• [TEXT PROVIDED]:
** start **
# Moles in Equations

### Empirical Formula

The empirical formula is the simplest whole number ratio of atoms of each element present in a compound.

### Worked Example

A compound is found to contain $0.6075g$ of magnesium, $Mg$ and $3.995g$ of bromine, $Br$. What is the empirical formula?

1. First, find the molar ratio of atoms:
$$Mg: \frac {0.6075}{24.3} = 0.025 \hspace7ex Br: \frac {3.995}{79.9} = 0.050$$
2. Divide by the smallest number:
$$Mg: \frac {0.025}{0.025} = 1 \hspace7ex Br: \frac {0.050}{0.025} = 2$$
3. Therefore, the empirical formula is:
$$MgBr_{2}$$

### Molecular Formula

Molecular formulae are used for compounds that exist as simple molecules. A molecular formula tells you the number of each atom that make up a molecule.

## Moles in Gases

Avogadro's Hypothesis states that equal volume of gases at the same temperature and pressure contain equal number of molecules. One mole of gas occupies $24.0\,dm^{3}$ or $(24,000\,cm^{2})$, therefore the volume per mole of a gas is $24\,dm^3mol^{-1}$. The number of moles of a gas can be calculated with:
$$n = \frac {v}{24}$$

## Moles in Solutions

In a solution, a solute is dissolved into a solvent. The concentration of a solution is the amount of solute dissolved per unit volume. Concentration is measured in $mol\,dm^{-3}$. For example, a solution with a concentration of $4\,mol\,dm^{-3}$ has 4 moles of solute in every $dm^{3}$ of solution.
$$n = c \times v$$

## Standard Solutions

Standard solutions have known concentrations. They are often used in titrations in order to determine unknown information about another substance.

## Reacting Quantities and Stoichiometry

In chemistry, stoichiometry studies the amount of substances involved in a chemical reaction.

### Reacting Masses

Potassium reacts with chlorine to form 3.925g of potassium chloride:
$$2K_{(s)} + Cl_{2(g)} \rightarrow 2KCl_{(s)}$$
1. First, calculate the amount in mol of $KCl$:
$$mol = \frac {mass}{M_{r}} \hspace3ex \frac {3.925}{39.1+35.5} = 0.05\,mol$$
2. Calculate the moles of K and Cl that would form 3.925g of $KCl$.
\eqalign{ 2K_{(s)} &+\,Cl_{2(g)} \rightarrow 2KCl_{(s)} \\ 2\,mol &+\,1\,mol \rightarrow 2\,mol \\ 0.05 &+\,0.025 \rightarrow 0.05}
3. Finally calculate the masses of $K$ and $Cl_{2}$.
** end **
[Stored items]
** start **
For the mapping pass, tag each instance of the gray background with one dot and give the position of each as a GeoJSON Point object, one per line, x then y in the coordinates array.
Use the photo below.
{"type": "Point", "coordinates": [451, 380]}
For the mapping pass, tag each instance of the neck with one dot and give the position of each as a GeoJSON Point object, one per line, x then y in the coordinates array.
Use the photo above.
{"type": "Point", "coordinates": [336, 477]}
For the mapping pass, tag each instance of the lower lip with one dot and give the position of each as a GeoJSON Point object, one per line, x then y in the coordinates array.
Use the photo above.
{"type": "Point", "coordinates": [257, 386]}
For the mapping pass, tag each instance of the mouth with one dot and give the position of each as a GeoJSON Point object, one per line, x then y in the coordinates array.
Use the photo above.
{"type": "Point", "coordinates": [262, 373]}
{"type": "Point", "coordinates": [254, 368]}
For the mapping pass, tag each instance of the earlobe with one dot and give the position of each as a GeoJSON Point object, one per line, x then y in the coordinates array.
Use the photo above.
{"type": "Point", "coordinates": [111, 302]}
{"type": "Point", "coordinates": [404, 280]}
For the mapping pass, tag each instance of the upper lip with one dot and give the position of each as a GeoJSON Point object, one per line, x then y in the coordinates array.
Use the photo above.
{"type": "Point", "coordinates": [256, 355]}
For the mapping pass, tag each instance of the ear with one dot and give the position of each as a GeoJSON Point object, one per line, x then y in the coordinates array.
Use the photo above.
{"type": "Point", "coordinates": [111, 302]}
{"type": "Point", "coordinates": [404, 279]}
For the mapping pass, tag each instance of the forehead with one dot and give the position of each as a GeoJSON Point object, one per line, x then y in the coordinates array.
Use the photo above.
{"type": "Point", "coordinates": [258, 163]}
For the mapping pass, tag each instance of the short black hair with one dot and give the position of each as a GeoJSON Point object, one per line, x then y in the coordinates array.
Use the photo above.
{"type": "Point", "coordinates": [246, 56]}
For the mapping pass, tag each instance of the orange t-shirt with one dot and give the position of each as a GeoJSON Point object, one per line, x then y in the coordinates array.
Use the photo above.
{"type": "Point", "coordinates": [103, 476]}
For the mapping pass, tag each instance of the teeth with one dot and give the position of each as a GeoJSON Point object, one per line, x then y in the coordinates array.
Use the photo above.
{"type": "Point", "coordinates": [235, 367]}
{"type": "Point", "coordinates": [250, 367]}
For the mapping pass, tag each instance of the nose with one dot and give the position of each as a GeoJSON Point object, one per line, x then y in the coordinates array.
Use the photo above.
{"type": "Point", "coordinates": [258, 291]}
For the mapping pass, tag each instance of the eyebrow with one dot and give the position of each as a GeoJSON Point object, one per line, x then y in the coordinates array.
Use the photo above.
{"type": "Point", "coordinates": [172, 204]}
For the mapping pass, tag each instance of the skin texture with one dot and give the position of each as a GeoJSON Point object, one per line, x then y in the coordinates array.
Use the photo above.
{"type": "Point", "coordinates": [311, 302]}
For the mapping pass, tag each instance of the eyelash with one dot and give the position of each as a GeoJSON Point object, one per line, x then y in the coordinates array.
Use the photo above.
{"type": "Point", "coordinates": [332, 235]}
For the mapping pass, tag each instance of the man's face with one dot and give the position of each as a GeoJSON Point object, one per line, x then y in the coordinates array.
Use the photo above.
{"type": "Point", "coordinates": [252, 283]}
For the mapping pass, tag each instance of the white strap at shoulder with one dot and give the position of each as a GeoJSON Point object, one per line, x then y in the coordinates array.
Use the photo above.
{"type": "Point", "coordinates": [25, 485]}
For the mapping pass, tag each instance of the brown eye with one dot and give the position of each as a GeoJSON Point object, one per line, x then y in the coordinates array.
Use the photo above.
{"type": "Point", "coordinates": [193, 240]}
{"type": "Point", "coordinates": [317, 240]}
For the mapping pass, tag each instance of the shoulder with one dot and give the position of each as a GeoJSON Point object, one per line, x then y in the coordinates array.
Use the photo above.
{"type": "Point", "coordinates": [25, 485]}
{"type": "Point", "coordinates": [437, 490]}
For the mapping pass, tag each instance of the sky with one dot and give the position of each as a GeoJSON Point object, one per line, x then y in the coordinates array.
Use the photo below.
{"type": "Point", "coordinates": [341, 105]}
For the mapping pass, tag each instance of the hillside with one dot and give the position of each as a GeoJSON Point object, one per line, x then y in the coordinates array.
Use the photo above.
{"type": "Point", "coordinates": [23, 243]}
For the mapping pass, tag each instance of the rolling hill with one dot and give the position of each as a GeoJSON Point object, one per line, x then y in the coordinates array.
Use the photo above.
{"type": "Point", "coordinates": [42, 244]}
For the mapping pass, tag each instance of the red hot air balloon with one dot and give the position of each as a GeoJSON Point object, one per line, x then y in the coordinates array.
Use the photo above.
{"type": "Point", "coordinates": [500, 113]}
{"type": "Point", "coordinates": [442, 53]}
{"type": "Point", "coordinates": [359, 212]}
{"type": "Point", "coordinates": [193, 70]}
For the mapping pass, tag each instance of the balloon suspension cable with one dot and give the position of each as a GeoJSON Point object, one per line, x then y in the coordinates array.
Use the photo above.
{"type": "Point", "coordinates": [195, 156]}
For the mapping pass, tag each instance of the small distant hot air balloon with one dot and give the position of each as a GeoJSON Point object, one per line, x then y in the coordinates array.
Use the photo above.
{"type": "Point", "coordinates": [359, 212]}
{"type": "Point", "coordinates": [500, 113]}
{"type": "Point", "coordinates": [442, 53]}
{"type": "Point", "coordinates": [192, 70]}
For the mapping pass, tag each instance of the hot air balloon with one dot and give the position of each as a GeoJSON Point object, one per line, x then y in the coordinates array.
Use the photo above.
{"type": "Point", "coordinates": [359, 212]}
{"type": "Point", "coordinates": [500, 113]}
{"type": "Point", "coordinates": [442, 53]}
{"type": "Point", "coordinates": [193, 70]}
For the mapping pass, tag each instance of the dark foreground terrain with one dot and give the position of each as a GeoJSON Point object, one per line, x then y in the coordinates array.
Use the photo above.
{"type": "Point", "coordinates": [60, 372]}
** end **
• [REQUIRED TASKS]:
a) Can you update the notes on moles, starting with "Avogadro's Hypothesis states" and going on through "about another substance.", with "titrations" replaced by "volumetric analyses"?
b) Do these statements agree with the notes on moles? (i) The empirical formula is the simplest whole number ratio of atoms of each element in a compound. (ii) Standard solutions have unknown concentrations. (iii) Stoichiometry studies the amount of substances involved in a chemical reaction. Answer yes or no for each, quoting the deciding words.
c) In the notes on moles, what empirical formula does the worked example find for the compound of magnesium and bromine?

• [ANSWERS BY TASK]:
a)
Avogadro's Hypothesis states that equal volume of gases at the same temperature and pressure contain equal number of molecules. One mole of gas occupies $24.0\,dm^{3}$ or $(24,000\,cm^{2})$, therefore the volume per mole of a gas is $24\,dm^3mol^{-1}$. The number of moles of a gas can be calculated with:
$$n = \frac {v}{24}$$

## Moles in Solutions

In a solution, a solute is dissolved into a solvent. The concentration of a solution is the amount of solute dissolved per unit volume. Concentration is measured in $mol\,dm^{-3}$. For example, a solution with a concentration of $4\,mol\,dm^{-3}$ has 4 moles of solute in every $dm^{3}$ of solution.
$$n = c \times v$$

## Standard Solutions

Standard solutions have known concentrations. They are often used in volumetric analyses in order to determine unknown information about another substance.

b)
(i) Yes: "The empirical formula is the simplest whole number ratio of atoms of each element present in a compound."
(ii) No: "Standard solutions have known concentrations."
(iii) Yes: "In chemistry, stoichiometry studies the amount of substances involved in a chemical reaction."

c) MgBr₂